_WHAT TO WORK ON:_
Continue the news report about the Bolu Municipality cleaning worker, beginning after its final sentence.

____ SOURCE EXTRACT

Bolu Municipality forces worker to resign for sharing Demirtaş's photo

The Bolu Municipality has forced a cleaning worker to resign after she shared a photo of jailed Kurdish leader Selahattin Demirtaş on social media.

This file photo shows Selahattin Demirtaş.

Ahin Aslan / DUVAR

The municipality of the northwestern province of Bolu, run by the main opposition Republican People’s Party (CHP), forced a cleaning worker into resignation after she shared a photo of jailed Kurdish leader Selahattin Demirtaş.

Mahire Yentür who has been working in Bolu Municipality for the last two years, shared a photo of Demirtaş on social media. A screenshot of Yentür's post was taken and sent to a local internet newspaper named "Bolu'nun Sesi."

In a news report on Feb. 24, the newspaper wrote that Yentürk's post was a proof of Bolu Mayor Tanju Özcan's support for pro-Kurdish Peoples’ Democratic Party (HDP). The news report also claimed that Yentür was constantly making propaganda for the HDP and the Kurdistan Workers’ Party (PKK).

Yentür talked about the pressure she was subjected to by other municipality employees. “When I first saw the news report, I was at the municipality, I fainted and opened my eyes in the hospital. Later, I was branded as a terrorist among my colleagues. A photo post destroyed me,” she said.

________
____ RECORD EXCERPTS

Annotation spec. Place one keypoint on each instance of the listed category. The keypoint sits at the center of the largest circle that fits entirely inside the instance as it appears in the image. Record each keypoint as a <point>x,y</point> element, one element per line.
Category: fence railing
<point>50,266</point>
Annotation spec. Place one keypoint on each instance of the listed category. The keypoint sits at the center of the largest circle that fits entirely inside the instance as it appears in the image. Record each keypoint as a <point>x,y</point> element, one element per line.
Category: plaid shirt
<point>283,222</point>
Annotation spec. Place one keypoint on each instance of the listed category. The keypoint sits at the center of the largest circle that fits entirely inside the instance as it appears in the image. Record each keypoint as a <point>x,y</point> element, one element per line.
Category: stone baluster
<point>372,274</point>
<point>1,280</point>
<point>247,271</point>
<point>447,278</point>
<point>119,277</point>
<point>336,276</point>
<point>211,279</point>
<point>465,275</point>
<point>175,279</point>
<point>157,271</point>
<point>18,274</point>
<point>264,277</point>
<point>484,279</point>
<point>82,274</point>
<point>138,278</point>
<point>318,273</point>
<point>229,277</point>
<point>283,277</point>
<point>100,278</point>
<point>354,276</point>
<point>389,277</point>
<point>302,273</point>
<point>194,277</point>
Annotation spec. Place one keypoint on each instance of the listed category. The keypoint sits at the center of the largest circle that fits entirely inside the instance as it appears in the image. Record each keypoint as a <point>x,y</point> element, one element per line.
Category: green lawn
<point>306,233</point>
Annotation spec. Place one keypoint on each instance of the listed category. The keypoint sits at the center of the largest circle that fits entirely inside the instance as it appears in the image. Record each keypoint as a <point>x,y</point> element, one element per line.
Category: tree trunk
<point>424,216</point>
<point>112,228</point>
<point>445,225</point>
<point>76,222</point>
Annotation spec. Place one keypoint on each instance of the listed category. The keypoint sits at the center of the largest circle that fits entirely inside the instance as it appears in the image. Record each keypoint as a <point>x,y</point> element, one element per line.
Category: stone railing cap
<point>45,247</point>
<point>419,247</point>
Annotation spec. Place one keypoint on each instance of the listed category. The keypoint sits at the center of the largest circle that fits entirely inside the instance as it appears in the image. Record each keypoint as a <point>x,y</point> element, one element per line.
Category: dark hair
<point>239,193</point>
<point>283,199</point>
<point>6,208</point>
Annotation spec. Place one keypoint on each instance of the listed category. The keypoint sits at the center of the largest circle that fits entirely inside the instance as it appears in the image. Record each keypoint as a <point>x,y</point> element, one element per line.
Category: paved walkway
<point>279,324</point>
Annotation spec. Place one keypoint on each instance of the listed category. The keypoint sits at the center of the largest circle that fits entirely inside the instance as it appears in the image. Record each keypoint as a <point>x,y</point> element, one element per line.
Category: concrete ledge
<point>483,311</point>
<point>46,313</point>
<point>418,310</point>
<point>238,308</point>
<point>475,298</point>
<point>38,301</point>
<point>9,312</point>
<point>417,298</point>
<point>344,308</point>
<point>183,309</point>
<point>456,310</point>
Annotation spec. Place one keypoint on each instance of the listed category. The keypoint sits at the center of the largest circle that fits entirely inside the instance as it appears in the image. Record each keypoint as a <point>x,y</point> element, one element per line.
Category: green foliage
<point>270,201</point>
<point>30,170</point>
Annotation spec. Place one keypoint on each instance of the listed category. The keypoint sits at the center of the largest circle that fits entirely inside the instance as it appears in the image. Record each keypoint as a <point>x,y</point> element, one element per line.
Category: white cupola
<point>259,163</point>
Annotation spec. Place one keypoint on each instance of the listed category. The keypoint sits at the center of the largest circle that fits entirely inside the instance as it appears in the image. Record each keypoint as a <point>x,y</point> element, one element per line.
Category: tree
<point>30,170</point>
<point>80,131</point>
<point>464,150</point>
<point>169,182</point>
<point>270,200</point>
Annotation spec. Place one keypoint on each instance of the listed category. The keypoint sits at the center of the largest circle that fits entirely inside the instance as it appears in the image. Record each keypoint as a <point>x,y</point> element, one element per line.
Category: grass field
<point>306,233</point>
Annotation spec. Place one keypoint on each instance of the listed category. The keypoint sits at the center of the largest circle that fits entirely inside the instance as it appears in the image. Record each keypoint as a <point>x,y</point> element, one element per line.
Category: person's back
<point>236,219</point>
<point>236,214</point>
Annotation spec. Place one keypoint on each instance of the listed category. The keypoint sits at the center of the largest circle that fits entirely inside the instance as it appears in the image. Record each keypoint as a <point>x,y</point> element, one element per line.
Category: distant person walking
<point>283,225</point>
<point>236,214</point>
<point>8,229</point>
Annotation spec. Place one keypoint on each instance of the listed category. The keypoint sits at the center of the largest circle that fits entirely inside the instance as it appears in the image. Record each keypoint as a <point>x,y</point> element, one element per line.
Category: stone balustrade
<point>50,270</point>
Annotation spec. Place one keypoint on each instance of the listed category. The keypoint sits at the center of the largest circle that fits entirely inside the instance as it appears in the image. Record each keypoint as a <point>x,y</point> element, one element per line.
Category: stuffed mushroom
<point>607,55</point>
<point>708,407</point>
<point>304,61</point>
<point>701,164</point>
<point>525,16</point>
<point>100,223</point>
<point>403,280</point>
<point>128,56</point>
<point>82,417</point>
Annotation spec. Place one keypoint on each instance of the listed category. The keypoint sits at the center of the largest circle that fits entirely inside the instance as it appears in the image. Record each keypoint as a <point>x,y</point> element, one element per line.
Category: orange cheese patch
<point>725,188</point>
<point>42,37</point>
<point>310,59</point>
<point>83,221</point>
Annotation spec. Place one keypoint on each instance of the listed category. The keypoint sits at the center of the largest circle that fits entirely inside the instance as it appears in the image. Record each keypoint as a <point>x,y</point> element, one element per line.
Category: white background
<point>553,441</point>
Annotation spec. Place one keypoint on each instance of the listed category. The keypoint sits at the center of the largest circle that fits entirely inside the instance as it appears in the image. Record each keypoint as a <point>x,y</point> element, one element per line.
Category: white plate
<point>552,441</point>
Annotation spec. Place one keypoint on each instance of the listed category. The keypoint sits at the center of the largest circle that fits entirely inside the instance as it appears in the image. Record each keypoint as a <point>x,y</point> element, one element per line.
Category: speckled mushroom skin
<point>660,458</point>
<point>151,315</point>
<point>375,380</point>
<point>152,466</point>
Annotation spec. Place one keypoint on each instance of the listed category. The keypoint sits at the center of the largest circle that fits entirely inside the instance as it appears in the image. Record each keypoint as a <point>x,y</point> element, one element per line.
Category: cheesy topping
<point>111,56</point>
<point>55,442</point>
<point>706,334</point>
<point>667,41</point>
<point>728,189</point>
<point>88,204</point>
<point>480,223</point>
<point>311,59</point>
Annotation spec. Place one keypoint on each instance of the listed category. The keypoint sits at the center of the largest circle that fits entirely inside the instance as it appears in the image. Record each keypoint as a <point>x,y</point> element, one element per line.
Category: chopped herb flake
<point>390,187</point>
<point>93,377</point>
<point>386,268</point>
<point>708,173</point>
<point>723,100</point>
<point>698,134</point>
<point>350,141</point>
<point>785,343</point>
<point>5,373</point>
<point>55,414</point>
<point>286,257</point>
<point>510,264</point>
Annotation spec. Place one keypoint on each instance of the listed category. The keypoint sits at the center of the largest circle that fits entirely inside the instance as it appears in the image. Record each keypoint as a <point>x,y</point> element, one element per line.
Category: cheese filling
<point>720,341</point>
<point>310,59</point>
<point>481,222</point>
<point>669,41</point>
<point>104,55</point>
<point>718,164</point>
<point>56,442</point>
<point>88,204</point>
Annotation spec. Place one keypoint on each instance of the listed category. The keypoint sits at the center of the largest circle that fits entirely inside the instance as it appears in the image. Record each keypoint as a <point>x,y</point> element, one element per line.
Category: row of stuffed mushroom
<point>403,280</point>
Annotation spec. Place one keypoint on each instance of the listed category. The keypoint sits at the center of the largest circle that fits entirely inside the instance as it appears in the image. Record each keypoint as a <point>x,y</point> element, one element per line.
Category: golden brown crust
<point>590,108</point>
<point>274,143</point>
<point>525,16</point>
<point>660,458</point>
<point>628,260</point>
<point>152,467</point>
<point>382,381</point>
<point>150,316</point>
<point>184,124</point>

________

_TASK RESPONSE:_
“People around me said, ‘It would be better if you leave your job.’ I had to resign so that my family and relatives would not be harmed. I have nothing to do with HDP, I do not have a membership. I tried to express myself but no one listened to me. All my friends turned against me. I can't go outside,” she said. 

HDP Deputy Ömer Faruk Gergerlioğlu reacted to the incident on Twitter.

"Mahire Yentür is a cleaning worker, a Kurdish citizen. The Bolu Municipality dismissed her from her post. Is it her fault, sharing Selahattin Demirtaş's photo? Mahire Yentür's letter is below. Not only was she fired, she also experienced social exclusion! Our ears are open to anyone who wants to answer,” Gergerlioğlu said in a tweet and shared Yentür’s letter.

Demirtaş has been in prison since 2016. He faces hundreds of years in prison on charges related to the PKK - designated a terrorist organization by Ankara - despite a previous European Court of Human Rights (ECHR) ruling that he was imprisoned on political grounds and should be released immediately.